Written problem:
Turn each line of the data below into one string in a JSON list, skipping blank lines and leaving out the pictures.

Extracted material:

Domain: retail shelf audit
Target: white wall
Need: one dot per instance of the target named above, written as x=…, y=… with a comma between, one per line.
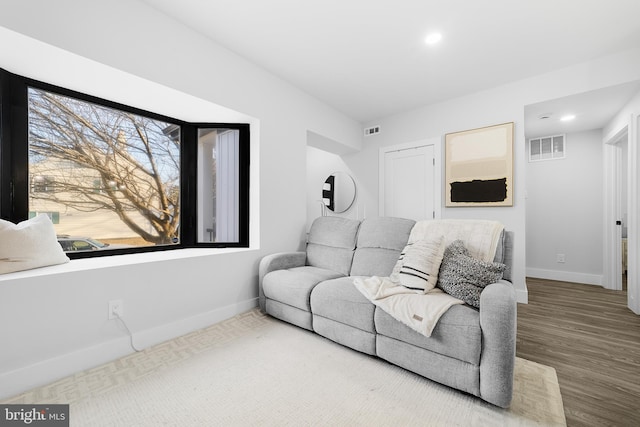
x=498, y=105
x=53, y=322
x=564, y=212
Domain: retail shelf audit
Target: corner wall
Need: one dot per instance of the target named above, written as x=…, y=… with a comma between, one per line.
x=565, y=212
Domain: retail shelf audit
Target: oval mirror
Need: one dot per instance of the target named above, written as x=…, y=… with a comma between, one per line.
x=339, y=192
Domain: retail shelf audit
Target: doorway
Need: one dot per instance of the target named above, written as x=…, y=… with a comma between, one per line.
x=616, y=208
x=410, y=180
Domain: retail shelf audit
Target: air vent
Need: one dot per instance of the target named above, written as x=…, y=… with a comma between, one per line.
x=547, y=148
x=372, y=130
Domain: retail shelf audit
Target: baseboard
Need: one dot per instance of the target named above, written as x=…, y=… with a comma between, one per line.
x=565, y=276
x=47, y=371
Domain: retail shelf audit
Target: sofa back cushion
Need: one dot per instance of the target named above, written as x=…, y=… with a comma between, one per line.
x=331, y=243
x=380, y=241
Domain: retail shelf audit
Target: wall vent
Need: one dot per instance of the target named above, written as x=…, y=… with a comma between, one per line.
x=547, y=148
x=372, y=130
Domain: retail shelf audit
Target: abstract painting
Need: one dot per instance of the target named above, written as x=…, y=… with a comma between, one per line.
x=479, y=167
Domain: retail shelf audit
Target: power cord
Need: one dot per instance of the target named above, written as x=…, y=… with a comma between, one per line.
x=128, y=331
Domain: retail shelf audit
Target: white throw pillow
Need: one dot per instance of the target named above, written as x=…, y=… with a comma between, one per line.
x=418, y=265
x=29, y=244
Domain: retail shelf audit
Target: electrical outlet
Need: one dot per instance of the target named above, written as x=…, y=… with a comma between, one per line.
x=116, y=307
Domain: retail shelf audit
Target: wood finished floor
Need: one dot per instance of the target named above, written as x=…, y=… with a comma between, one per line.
x=592, y=339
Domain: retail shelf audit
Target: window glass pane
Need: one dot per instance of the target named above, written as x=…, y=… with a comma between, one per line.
x=218, y=185
x=558, y=146
x=546, y=148
x=108, y=178
x=534, y=148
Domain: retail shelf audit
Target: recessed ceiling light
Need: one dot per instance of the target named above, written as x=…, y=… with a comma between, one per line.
x=433, y=38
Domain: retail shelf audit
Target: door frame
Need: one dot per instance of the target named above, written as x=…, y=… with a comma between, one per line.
x=436, y=142
x=612, y=194
x=613, y=209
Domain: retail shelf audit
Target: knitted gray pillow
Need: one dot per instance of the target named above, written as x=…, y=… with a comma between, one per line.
x=463, y=276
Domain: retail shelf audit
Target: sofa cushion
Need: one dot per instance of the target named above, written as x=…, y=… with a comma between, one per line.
x=457, y=334
x=331, y=243
x=293, y=286
x=463, y=276
x=340, y=300
x=380, y=241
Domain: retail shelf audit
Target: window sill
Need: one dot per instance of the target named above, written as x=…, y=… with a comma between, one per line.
x=120, y=260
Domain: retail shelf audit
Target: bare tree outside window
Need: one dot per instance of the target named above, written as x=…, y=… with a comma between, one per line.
x=110, y=174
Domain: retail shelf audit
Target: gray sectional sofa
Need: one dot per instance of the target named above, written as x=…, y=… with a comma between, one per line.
x=470, y=349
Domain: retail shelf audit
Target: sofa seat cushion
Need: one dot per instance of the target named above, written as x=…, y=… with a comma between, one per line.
x=340, y=300
x=293, y=286
x=457, y=334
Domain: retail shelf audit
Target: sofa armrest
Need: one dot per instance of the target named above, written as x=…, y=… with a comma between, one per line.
x=277, y=261
x=498, y=321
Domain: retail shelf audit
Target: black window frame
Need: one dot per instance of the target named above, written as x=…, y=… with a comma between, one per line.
x=14, y=163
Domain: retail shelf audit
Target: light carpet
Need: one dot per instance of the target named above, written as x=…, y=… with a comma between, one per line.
x=253, y=370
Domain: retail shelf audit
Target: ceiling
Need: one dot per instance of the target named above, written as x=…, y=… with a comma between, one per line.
x=592, y=110
x=368, y=59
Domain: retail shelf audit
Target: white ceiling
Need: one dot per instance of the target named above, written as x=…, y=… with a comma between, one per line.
x=593, y=110
x=367, y=58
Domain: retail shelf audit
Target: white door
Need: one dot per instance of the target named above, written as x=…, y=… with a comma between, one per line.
x=408, y=184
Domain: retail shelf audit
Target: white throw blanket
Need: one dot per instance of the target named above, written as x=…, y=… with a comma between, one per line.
x=417, y=310
x=421, y=311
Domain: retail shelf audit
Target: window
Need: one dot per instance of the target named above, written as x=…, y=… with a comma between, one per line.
x=118, y=179
x=547, y=148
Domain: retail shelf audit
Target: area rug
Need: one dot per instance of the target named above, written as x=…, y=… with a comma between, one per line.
x=253, y=370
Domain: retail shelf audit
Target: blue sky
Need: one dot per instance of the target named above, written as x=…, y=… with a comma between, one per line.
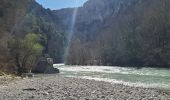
x=58, y=4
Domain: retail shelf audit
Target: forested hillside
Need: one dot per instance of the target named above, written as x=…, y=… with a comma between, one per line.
x=23, y=23
x=120, y=32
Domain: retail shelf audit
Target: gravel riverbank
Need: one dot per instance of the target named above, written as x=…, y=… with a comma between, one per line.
x=62, y=88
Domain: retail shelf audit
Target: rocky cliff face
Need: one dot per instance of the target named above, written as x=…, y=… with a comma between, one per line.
x=119, y=32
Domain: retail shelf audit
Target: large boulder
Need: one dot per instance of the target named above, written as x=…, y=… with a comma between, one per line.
x=45, y=65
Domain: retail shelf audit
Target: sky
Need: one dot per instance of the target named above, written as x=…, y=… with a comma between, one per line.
x=58, y=4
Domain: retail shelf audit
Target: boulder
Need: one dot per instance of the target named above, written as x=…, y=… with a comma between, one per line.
x=45, y=65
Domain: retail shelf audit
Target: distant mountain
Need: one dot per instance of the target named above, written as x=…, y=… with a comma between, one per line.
x=20, y=17
x=119, y=32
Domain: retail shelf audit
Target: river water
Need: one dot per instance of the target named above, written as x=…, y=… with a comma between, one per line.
x=144, y=77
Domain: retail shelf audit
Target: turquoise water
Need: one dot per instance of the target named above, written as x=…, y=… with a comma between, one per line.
x=145, y=77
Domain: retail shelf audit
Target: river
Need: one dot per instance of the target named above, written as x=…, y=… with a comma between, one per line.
x=144, y=77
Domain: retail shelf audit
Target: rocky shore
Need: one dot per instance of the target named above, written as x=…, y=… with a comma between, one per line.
x=63, y=88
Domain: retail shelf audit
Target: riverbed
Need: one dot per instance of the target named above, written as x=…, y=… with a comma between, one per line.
x=130, y=76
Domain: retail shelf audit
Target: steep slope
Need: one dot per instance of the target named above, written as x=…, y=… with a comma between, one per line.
x=20, y=17
x=120, y=32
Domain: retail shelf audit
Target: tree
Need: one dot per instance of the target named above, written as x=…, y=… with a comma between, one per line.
x=26, y=52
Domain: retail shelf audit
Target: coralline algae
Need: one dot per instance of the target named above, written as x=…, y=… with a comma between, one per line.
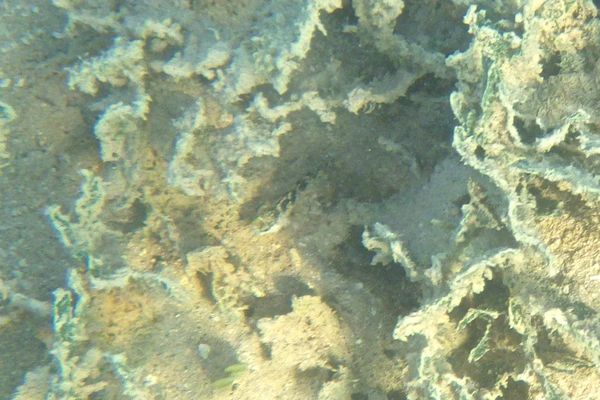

Result of the task:
[
  "Domain: retail shelf audit",
  "Target: white wall",
  "Need: one dot per instance of the target named above, written as x=…, y=… with a comma between, one per line.",
  "x=498, y=105",
  "x=53, y=322",
  "x=564, y=212",
  "Domain: retail shelf audit",
  "Target: corner wall",
  "Need: one dot per instance of the target named above, written as x=…, y=… with a comma between, one per line.",
  "x=565, y=212",
  "Domain: retail shelf audit",
  "Target: oval mirror",
  "Need: one dot per instance of the target named above, written as x=…, y=… with a comma between, one per line.",
  "x=339, y=192",
  "Domain: retail shelf audit",
  "Target: doorway",
  "Need: one dot per instance of the target named above, written as x=…, y=… with a comma between, one per line.",
  "x=616, y=208",
  "x=410, y=180",
  "Domain: retail shelf audit",
  "Target: air vent",
  "Need: one dot per instance of the target named above, written as x=…, y=… with a comma between, one per line.",
  "x=547, y=148",
  "x=372, y=130",
  "Domain: retail shelf audit",
  "Target: baseboard",
  "Need: one dot per instance of the target named above, written as x=…, y=… with a comma between, one per line.",
  "x=565, y=276",
  "x=47, y=371",
  "Domain: retail shelf audit",
  "Target: sofa back cushion",
  "Need: one dot per instance of the target named above, written as x=…, y=… with a comma between, one per line.",
  "x=331, y=243",
  "x=380, y=241",
  "Domain: retail shelf audit",
  "Target: wall vent",
  "Need: one dot per instance of the target named above, written as x=…, y=… with a comma between, one per line.",
  "x=547, y=148",
  "x=372, y=130",
  "Domain: retail shelf audit",
  "Target: abstract painting",
  "Need: one dot per instance of the target named above, written as x=…, y=… with a comma between, one per line.",
  "x=479, y=167",
  "Domain: retail shelf audit",
  "Target: power cord",
  "Need: one dot per instance of the target named above, written as x=…, y=… with a comma between, one per line.",
  "x=128, y=331",
  "Domain: retail shelf audit",
  "Target: white throw pillow",
  "Need: one dot per instance of the target named above, written as x=…, y=… with a comma between, one per line.",
  "x=418, y=265",
  "x=29, y=244",
  "Domain: retail shelf audit",
  "Target: electrical outlet",
  "Need: one dot per instance of the target named above, written as x=…, y=… with a comma between, one per line.",
  "x=116, y=307",
  "Domain: retail shelf audit",
  "Target: wood finished floor",
  "Need: one dot per instance of the target named above, written as x=…, y=… with a comma between, one per line.",
  "x=592, y=339",
  "Domain: retail shelf audit",
  "Target: window glass pane",
  "Need: one dot per instance of the target named above, written as x=…, y=… with a comma between, one per line.",
  "x=218, y=185",
  "x=558, y=146",
  "x=546, y=148",
  "x=108, y=178",
  "x=534, y=148",
  "Domain: retail shelf audit",
  "Target: recessed ceiling light",
  "Need: one dot per instance of the target named above, written as x=…, y=… with a comma between, one per line.",
  "x=433, y=38",
  "Domain: retail shelf audit",
  "Target: door frame",
  "Need: one dot per instance of the target named above, written as x=…, y=… with a comma between, one per line.",
  "x=436, y=142",
  "x=612, y=194",
  "x=613, y=209",
  "Domain: retail shelf audit",
  "Target: knitted gray pillow",
  "Need: one dot per instance of the target named above, written as x=…, y=… with a comma between, one per line.",
  "x=463, y=276",
  "Domain: retail shelf audit",
  "Target: sofa cushion",
  "Need: one dot per instance of the target named above, written as x=…, y=… with a comma between, one per line.",
  "x=457, y=334",
  "x=331, y=243",
  "x=293, y=286",
  "x=463, y=276",
  "x=340, y=300",
  "x=380, y=241",
  "Domain: retail shelf audit",
  "Target: window sill",
  "Need: one dot per instance of the target named above, written as x=…, y=… with a comma between, one per line.",
  "x=120, y=260",
  "Domain: retail shelf audit",
  "Target: bare tree outside window",
  "Need: one dot per instance of the target named above, written as x=…, y=… with a comma between, one per line.",
  "x=110, y=174",
  "Domain: retail shelf audit",
  "Target: gray sectional sofa",
  "Need: one dot per instance of the target named above, written as x=…, y=… with a comma between, one per line.",
  "x=470, y=349",
  "Domain: retail shelf audit",
  "Target: sofa seat cushion",
  "Need: one dot per instance of the target named above, written as x=…, y=… with a comma between, one per line.",
  "x=340, y=300",
  "x=293, y=286",
  "x=457, y=334",
  "Domain: retail shelf audit",
  "Target: sofa armrest",
  "Need: one dot per instance of the target named above, written as x=…, y=… with a comma between, one per line.",
  "x=277, y=261",
  "x=498, y=321",
  "Domain: retail shelf audit",
  "Target: black window frame",
  "Need: one dot per instance of the target named above, written as x=…, y=… with a comma between, one per line.",
  "x=14, y=163",
  "Domain: retail shelf audit",
  "Target: light carpet",
  "Need: one dot per instance of the target named above, written as x=…, y=… with a comma between, one per line.",
  "x=253, y=370",
  "Domain: retail shelf audit",
  "Target: ceiling",
  "Need: one dot per instance of the target named above, written as x=…, y=… with a comma between, one per line.",
  "x=592, y=110",
  "x=368, y=59",
  "Domain: retail shelf audit",
  "Target: white ceiling",
  "Need: one dot per instance of the target named above, written as x=…, y=… with a comma between, one per line.",
  "x=593, y=110",
  "x=367, y=58",
  "Domain: retail shelf audit",
  "Target: white door",
  "Need: one dot per instance of the target named above, written as x=…, y=… with a comma between, one per line.",
  "x=408, y=184",
  "Domain: retail shelf audit",
  "Target: white throw blanket",
  "Need: one dot per instance of the target named above, written as x=…, y=… with a comma between, one per line.",
  "x=417, y=310",
  "x=421, y=311",
  "Domain: retail shelf audit",
  "Target: window",
  "Need: one dot per instance of the target named above, written as x=…, y=… with a comma between, one per line.",
  "x=118, y=179",
  "x=547, y=148",
  "Domain: retail shelf audit",
  "Target: area rug",
  "Need: one dot per instance of the target named above, written as x=…, y=… with a comma between, one per line.",
  "x=253, y=370",
  "Domain: retail shelf audit",
  "Target: blue sky",
  "Need: one dot per instance of the target named above, written as x=…, y=… with a comma between, one per line.",
  "x=58, y=4",
  "Domain: retail shelf audit",
  "Target: forested hillside",
  "Need: one dot per instance of the target named above, written as x=…, y=… with a comma between, one per line.",
  "x=23, y=23",
  "x=120, y=32",
  "Domain: retail shelf audit",
  "Target: gravel riverbank",
  "Need: one dot per instance of the target named above, written as x=…, y=… with a comma between, one per line.",
  "x=62, y=88",
  "Domain: retail shelf audit",
  "Target: rocky cliff face",
  "Need: one dot per instance of the target named above, written as x=…, y=… with a comma between, one per line.",
  "x=119, y=32",
  "Domain: retail shelf audit",
  "Target: large boulder",
  "Need: one dot per instance of the target named above, written as x=…, y=… with a comma between, one per line.",
  "x=45, y=65",
  "Domain: retail shelf audit",
  "Target: sky",
  "Need: one dot per instance of the target named above, written as x=…, y=… with a comma between, one per line.",
  "x=58, y=4",
  "Domain: retail shelf audit",
  "Target: boulder",
  "Need: one dot per instance of the target named above, written as x=…, y=… with a comma between, one per line.",
  "x=45, y=65",
  "Domain: retail shelf audit",
  "Target: distant mountain",
  "Need: one dot per instance of the target named above, written as x=…, y=… with a comma between, one per line.",
  "x=20, y=17",
  "x=119, y=32",
  "Domain: retail shelf audit",
  "Target: river water",
  "Need: one dot per instance of the target named above, written as x=…, y=… with a comma between, one per line.",
  "x=144, y=77",
  "Domain: retail shelf audit",
  "Target: turquoise water",
  "Need: one dot per instance of the target named above, written as x=…, y=… with a comma between, one per line.",
  "x=145, y=77",
  "Domain: retail shelf audit",
  "Target: river",
  "Need: one dot per instance of the target named above, written as x=…, y=… with a comma between, one per line.",
  "x=144, y=77",
  "Domain: retail shelf audit",
  "Target: rocky shore",
  "Need: one dot per instance of the target named above, written as x=…, y=… with a comma between, one per line.",
  "x=63, y=88",
  "Domain: retail shelf audit",
  "Target: riverbed",
  "Need: one dot per instance of the target named above, written as x=…, y=… with a comma between, one per line.",
  "x=130, y=76",
  "Domain: retail shelf audit",
  "Target: steep slope",
  "Need: one dot per instance of the target named above, written as x=…, y=… with a comma between, one per line.",
  "x=20, y=17",
  "x=120, y=32",
  "Domain: retail shelf audit",
  "Target: tree",
  "Need: one dot per instance of the target named above, written as x=…, y=… with a comma between, one per line.",
  "x=26, y=52",
  "Domain: retail shelf audit",
  "Target: coralline algae",
  "Need: one dot per instance of the target named above, written as x=…, y=… with a comma between, one per line."
]